__Required actions__:
#1 From the column on overwork, extract the part that opens with the words "Michael Bugeja, Des" and closes with "and directionless space.".
#2 According to the column on overwork, how many more hours per year do American employees work than Germans?
Start of Supplied text
Michael Bugeja, Des Moines Register
Iowans, like most Americans, lead chaotic lives. Consider that word, “chaos.” It comes from the Greek khaos, which means “the abyss,” a vast disordered and directionless space.
Many of us have fallen into that abyss.
Part of it stems from our being such an outstanding work force. At 64%, Iowa ranks among the top states in the country for the percentage of people employed. Iowa also ranks eighth in the country for working women, although pay gaps and other issues remain.
“Iowa has more households with all parents working than any other state,” Gov. Kim Reynolds stated in 2021, “yet we’ve lost one-third of our childcare spots over the last five years.”
This year she announced a new Child Care Business Incentive Grant Program, urging employers to offer childcare as an employee benefit.
Lack of childcare is only one issue plaguing Iowans and other Americans coping with work-related stress.
According to one study, 59% of us are so busy that we only can manage 26 minutes of free time per week. We put off tasks like cleaning, paying bills and making doctor appointments, household repairs and healthy meals.
An article titled, “The U.S. is the Most Overworked Developed Nation in the World,” notes that we work hard “with very little paid holiday, vacation, and parental leave to show for it.”
American employees labor an average of 1,767 hours per year. That’s 435 more hours per year than Germans, 365 more hours than French, and 169 more hours than Japanese.
We work to pay bills. Inflation deflates us.
Americans and Canadians are among the most stressed in the world. A 2021 Gallup study found that “57% of U.S. and Canadian workers reported feeling stress on a daily basis, up by eight percentage points from the year prior and compared with 43% of people who feel that way globally.”
Americans are not cutting corners at work. Their companies and institutions — including Iowa universities — are cutting budgets in a post-pandemic economy. That adds to workload.
Half of us feel trapped by our financial and individual situations.
End of Supplied text
Start of Supplied data
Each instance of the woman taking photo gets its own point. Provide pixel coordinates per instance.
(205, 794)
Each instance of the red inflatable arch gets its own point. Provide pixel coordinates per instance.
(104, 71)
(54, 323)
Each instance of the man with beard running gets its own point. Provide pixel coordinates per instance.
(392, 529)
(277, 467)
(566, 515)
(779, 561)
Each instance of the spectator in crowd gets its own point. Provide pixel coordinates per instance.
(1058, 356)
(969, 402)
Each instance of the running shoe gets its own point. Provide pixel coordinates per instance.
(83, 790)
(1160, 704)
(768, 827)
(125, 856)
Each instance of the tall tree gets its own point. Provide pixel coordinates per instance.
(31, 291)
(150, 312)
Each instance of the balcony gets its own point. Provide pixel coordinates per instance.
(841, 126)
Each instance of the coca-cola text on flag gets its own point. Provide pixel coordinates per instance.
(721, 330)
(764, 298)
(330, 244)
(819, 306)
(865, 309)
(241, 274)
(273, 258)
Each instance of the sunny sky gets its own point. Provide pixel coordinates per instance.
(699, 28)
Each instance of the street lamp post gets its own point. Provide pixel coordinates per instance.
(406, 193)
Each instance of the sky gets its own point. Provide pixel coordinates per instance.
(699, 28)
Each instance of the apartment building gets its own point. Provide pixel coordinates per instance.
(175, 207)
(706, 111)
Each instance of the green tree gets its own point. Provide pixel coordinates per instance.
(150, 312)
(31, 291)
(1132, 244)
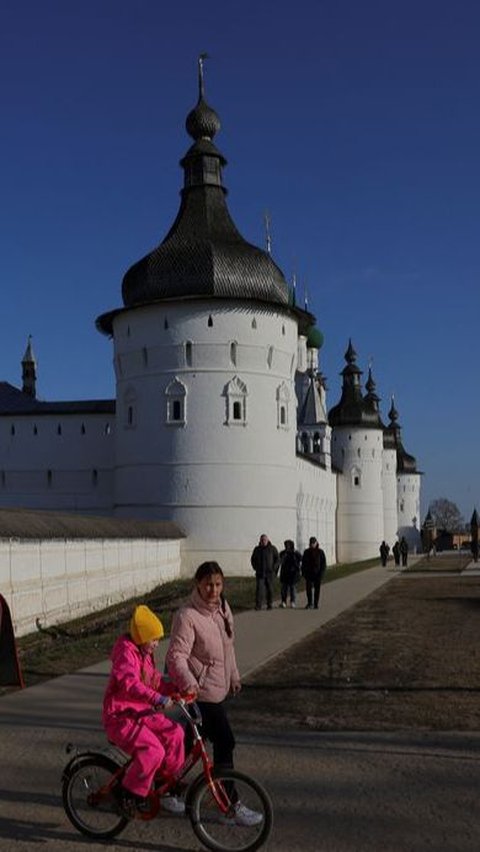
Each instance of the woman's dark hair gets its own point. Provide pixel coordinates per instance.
(210, 569)
(207, 569)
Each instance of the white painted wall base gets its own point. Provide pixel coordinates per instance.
(57, 581)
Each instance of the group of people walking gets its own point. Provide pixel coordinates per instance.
(200, 662)
(290, 565)
(399, 550)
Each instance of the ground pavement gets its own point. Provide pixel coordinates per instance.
(344, 792)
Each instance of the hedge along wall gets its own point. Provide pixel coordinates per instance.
(58, 580)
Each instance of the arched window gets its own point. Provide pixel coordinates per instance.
(283, 400)
(356, 475)
(235, 393)
(130, 408)
(176, 398)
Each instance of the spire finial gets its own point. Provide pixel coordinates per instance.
(201, 81)
(268, 235)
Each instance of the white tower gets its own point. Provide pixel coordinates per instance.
(389, 467)
(357, 450)
(408, 486)
(205, 358)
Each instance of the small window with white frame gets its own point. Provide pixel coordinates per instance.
(176, 397)
(283, 399)
(356, 477)
(130, 409)
(236, 394)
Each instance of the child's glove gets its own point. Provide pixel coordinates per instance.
(163, 702)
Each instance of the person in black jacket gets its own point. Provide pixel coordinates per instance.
(264, 562)
(290, 560)
(314, 565)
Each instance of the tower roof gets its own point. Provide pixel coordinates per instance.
(352, 410)
(393, 437)
(203, 254)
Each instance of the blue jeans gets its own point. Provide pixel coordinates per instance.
(286, 590)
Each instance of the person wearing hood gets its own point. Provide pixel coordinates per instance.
(201, 661)
(154, 742)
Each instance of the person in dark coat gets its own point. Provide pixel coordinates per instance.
(290, 561)
(264, 562)
(384, 551)
(314, 565)
(404, 551)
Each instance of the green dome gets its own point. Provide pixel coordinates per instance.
(314, 338)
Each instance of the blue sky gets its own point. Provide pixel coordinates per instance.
(356, 125)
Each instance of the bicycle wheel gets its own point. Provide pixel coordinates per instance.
(245, 821)
(88, 803)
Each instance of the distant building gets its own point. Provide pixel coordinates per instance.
(220, 421)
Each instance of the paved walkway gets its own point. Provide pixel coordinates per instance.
(398, 792)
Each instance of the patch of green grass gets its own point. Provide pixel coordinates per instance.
(85, 641)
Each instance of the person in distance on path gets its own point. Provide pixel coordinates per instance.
(314, 565)
(264, 561)
(290, 561)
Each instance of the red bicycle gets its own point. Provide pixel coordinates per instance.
(216, 802)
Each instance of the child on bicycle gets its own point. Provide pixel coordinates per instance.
(153, 741)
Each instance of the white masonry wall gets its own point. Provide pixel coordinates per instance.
(60, 463)
(56, 581)
(389, 486)
(224, 482)
(358, 453)
(316, 507)
(408, 496)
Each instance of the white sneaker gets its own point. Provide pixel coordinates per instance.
(172, 805)
(245, 816)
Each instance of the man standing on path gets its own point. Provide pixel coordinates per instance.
(384, 551)
(264, 561)
(404, 551)
(314, 565)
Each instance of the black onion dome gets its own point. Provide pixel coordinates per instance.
(352, 410)
(204, 254)
(202, 121)
(392, 439)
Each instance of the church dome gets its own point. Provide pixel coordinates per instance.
(203, 254)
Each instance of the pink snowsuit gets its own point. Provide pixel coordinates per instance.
(153, 742)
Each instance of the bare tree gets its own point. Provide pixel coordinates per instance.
(446, 515)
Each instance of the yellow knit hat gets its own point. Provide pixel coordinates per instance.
(144, 625)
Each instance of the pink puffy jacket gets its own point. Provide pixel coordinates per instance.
(201, 654)
(134, 681)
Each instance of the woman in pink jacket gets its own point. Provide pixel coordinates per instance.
(153, 741)
(201, 660)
End of Supplied data
__Task solutions__:
#1
Michael Bugeja, Des Moines Register
Iowans, like most Americans, lead chaotic lives. Consider that word, “chaos.” It comes from the Greek khaos, which means “the abyss,” a vast disordered and directionless space.

#2 435 more hours per year.